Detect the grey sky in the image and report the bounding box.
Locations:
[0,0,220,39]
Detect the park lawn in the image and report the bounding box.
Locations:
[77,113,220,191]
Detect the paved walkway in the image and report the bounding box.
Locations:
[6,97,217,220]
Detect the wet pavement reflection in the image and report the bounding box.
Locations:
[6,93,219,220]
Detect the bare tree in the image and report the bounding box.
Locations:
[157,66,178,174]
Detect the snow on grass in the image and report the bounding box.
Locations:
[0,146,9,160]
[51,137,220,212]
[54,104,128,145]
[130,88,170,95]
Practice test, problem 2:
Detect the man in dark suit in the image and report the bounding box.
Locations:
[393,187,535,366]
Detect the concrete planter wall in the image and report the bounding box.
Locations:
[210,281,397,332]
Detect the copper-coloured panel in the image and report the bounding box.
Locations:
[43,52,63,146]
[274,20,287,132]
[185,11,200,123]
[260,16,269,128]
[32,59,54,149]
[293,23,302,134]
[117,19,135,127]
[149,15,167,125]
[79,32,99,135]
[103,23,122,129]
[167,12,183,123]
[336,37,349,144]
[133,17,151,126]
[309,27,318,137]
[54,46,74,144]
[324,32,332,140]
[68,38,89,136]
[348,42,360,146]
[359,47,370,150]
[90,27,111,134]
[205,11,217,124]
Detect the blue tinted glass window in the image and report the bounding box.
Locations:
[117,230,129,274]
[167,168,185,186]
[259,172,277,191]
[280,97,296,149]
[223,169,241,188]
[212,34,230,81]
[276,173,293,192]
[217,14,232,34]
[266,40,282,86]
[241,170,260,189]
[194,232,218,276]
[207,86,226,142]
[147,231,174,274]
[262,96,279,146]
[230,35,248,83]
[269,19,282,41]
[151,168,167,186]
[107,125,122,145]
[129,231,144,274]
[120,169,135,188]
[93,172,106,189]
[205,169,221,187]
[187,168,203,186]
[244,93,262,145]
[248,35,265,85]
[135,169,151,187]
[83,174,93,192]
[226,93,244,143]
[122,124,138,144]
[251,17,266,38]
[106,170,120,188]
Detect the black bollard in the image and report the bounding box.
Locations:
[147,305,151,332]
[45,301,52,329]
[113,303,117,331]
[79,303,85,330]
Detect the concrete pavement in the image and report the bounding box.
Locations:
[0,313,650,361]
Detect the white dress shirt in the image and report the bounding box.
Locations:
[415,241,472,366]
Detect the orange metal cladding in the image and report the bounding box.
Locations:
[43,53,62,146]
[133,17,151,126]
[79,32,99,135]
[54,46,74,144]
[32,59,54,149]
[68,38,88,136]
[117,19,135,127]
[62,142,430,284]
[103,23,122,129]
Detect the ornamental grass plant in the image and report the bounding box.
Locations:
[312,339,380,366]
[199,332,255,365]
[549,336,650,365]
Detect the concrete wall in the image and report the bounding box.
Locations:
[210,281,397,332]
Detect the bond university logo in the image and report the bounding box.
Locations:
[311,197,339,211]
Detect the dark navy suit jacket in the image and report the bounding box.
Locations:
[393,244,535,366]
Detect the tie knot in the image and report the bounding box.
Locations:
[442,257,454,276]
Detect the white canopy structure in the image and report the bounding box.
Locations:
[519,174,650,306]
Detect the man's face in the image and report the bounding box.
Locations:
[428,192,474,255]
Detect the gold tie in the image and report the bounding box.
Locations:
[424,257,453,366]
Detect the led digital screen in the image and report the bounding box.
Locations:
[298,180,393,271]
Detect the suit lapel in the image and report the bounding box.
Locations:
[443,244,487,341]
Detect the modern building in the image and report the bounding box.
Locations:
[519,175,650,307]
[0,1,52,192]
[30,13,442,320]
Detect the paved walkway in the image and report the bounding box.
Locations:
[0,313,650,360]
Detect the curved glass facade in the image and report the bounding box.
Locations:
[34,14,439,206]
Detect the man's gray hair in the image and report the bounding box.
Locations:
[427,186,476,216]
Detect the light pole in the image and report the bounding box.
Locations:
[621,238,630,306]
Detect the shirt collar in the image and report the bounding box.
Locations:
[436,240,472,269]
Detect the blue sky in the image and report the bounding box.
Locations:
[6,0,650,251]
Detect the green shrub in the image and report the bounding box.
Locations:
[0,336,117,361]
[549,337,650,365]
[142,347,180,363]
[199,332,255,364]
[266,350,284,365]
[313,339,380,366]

--

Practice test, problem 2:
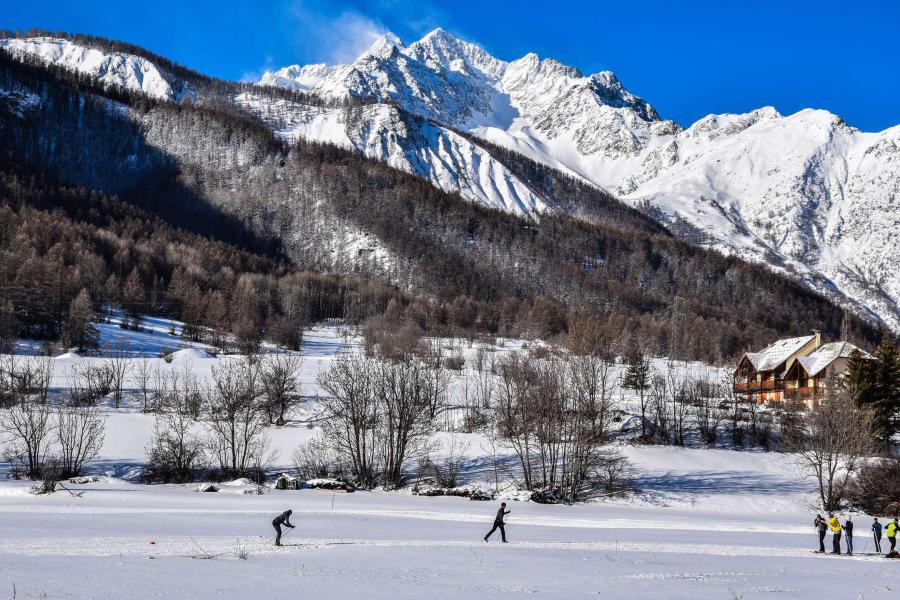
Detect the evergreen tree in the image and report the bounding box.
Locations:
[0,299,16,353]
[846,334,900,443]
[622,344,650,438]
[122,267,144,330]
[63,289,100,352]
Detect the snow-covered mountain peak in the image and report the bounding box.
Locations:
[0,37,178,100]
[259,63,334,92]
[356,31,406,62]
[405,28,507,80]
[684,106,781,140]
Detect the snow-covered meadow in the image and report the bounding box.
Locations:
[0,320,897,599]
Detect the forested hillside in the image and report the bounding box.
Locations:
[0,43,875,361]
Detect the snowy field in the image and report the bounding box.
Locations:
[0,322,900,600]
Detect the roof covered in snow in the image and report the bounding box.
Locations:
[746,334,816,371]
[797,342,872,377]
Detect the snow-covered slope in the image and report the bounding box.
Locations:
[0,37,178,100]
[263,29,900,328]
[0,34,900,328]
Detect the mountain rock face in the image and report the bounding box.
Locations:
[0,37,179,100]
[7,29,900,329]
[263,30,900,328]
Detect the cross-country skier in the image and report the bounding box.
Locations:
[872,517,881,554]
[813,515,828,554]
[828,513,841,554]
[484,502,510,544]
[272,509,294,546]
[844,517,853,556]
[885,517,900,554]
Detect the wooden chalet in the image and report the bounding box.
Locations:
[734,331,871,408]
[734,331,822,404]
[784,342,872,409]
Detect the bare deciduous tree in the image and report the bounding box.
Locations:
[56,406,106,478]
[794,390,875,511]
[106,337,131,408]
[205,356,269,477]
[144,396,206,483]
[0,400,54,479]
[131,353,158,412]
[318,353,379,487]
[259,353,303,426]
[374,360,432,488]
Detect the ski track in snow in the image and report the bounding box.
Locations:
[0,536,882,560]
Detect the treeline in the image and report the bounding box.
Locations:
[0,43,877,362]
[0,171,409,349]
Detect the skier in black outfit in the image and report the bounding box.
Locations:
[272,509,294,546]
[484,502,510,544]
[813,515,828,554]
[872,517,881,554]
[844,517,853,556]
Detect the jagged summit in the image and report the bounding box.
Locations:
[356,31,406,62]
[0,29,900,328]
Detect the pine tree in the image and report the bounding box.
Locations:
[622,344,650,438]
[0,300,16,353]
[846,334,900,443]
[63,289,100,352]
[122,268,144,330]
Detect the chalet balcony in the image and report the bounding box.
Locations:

### Task to carry out
Express the lines above as a JSON list of strings, one string per line with blank lines omitted. Cover only the stretch that opens with the line containing "Detect the dark" and closes with the line containing "[428,192,474,255]", including both of those lines.

### Full output
[
  "Detect the dark navy suit jacket in the image and report the bounding box.",
  "Locations:",
  "[393,244,535,366]",
  "Detect the tie knot in the image and report the bounding box.",
  "Locations:",
  "[442,257,454,276]",
  "Detect the white canopy structure in the image and report the bounding box.",
  "Locations:",
  "[519,174,650,306]",
  "Detect the man's face in the image and report the bounding box.",
  "Locations:",
  "[428,192,474,255]"
]